** BEGIN GIVEN DATA **

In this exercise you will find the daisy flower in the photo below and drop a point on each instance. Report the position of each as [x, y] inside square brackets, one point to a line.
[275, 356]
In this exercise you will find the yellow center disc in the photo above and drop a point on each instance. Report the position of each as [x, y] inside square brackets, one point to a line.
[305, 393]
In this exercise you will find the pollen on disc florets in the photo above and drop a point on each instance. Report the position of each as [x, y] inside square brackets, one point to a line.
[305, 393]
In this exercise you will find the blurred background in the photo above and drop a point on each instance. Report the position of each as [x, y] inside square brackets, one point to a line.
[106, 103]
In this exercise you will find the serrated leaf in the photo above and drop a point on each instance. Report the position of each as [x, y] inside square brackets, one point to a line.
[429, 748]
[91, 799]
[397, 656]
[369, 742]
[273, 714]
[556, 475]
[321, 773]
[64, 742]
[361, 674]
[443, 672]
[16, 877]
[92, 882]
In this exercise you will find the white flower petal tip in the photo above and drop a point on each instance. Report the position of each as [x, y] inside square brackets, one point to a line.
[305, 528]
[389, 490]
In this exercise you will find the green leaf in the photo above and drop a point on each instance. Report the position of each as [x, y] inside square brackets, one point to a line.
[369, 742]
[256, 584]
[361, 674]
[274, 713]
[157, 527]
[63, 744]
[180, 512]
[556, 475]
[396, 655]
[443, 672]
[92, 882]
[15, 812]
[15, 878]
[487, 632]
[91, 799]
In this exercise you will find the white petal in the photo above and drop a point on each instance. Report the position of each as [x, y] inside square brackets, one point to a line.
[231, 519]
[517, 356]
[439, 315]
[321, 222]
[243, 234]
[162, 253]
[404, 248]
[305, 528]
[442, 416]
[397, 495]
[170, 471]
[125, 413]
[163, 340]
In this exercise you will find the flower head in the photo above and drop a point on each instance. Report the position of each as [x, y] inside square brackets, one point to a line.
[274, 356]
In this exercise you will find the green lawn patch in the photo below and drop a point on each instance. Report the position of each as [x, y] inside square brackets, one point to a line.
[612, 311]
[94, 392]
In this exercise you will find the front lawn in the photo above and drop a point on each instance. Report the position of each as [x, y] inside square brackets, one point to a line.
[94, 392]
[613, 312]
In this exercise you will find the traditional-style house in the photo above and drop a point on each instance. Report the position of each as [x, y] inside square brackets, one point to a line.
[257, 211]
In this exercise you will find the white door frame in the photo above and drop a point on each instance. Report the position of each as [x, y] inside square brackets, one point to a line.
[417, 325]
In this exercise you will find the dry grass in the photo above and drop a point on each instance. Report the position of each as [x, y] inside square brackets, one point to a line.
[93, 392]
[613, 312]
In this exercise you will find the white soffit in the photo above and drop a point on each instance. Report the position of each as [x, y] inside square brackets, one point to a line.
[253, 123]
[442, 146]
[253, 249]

** END GIVEN DATA **

**TASK OBJECTIVE**. Using the listing above, retype each line exactly.

**SOLUTION**.
In this exercise you will find the daisy flower in the photo below and drop a point on each instance. Report the position of each as [x, y] inside square brackets, one point to a line.
[275, 356]
In this exercise you will find the yellow center disc in the photo above and drop a point on each instance. Report the position of each as [x, y] inside square brackets, one point to a line.
[305, 393]
In this exercise you will find the pollen on disc florets in the photo above and drop a point on each instance. Report the position of each as [x, y] inside square brackets, one point to a line.
[305, 393]
In this exercise you will find the blurred background in the photo above and drop a point on each instance. Report the position of each as [x, y] inside square brackets, one point to a line.
[106, 103]
In this exercise you will find the serrated leaf in the photo above and drop a point on each instance. Report the position of each as [x, y] inside square brackets, one point to a line.
[429, 748]
[91, 799]
[397, 656]
[369, 742]
[273, 714]
[556, 475]
[321, 773]
[64, 742]
[361, 674]
[443, 672]
[16, 877]
[92, 882]
In this exercise you will find the white flower petal tip in the photo above and drop a point on each instance. Report the position of each as [x, y] inside square brackets, one point to a line.
[305, 528]
[389, 490]
In this exercise you will find the green leaf in the photo above and drop a point on each instance. Report the position of each as [x, y] inside square brackets, one point to a line.
[369, 742]
[256, 584]
[361, 674]
[274, 713]
[157, 527]
[63, 744]
[180, 512]
[556, 475]
[396, 655]
[443, 672]
[92, 882]
[15, 812]
[15, 878]
[487, 632]
[91, 799]
In this exercise you will find the white petal in the photo above and drop a point on each instance. Report the position of each as [x, y] inside square brackets, one point to a line.
[231, 519]
[517, 356]
[439, 315]
[321, 222]
[243, 234]
[162, 253]
[404, 248]
[305, 528]
[442, 416]
[397, 495]
[170, 471]
[125, 413]
[163, 340]
In this exercise you will find the flower head in the photo above and drop a point on each instance. Report the position of each as [x, y] inside square brackets, one point to a line.
[274, 356]
In this exercise you will find the green lawn patch in the photo below and drop a point on each instance. Report the position of each as [x, y] inside square brackets, one point to a line.
[612, 311]
[94, 392]
In this exercise you will find the front lawn in the photo above and drop a point on each instance. Report the position of each as [x, y] inside square brackets, one point to a line.
[94, 392]
[613, 312]
In this exercise you will find the traditional-style house in the photo above and drop a point on each instance. Report the position of each as [x, y] inside square brackets, one point to a line.
[257, 211]
In this exercise you will find the white door frame in the photo above and drop a point on each instance. Report the position of each as [x, y] inside square brackets, one point to a line.
[417, 325]
In this exercise you will find the dry grass in the photo above and drop a point on each instance. Report the position of each as [x, y] inside square brackets, one point to a line.
[93, 392]
[613, 312]
In this exercise you will find the white soffit in the photo above and drop a point on each instance. Report the position of each as [x, y] inside square brackets, one point to a line.
[253, 123]
[442, 146]
[253, 249]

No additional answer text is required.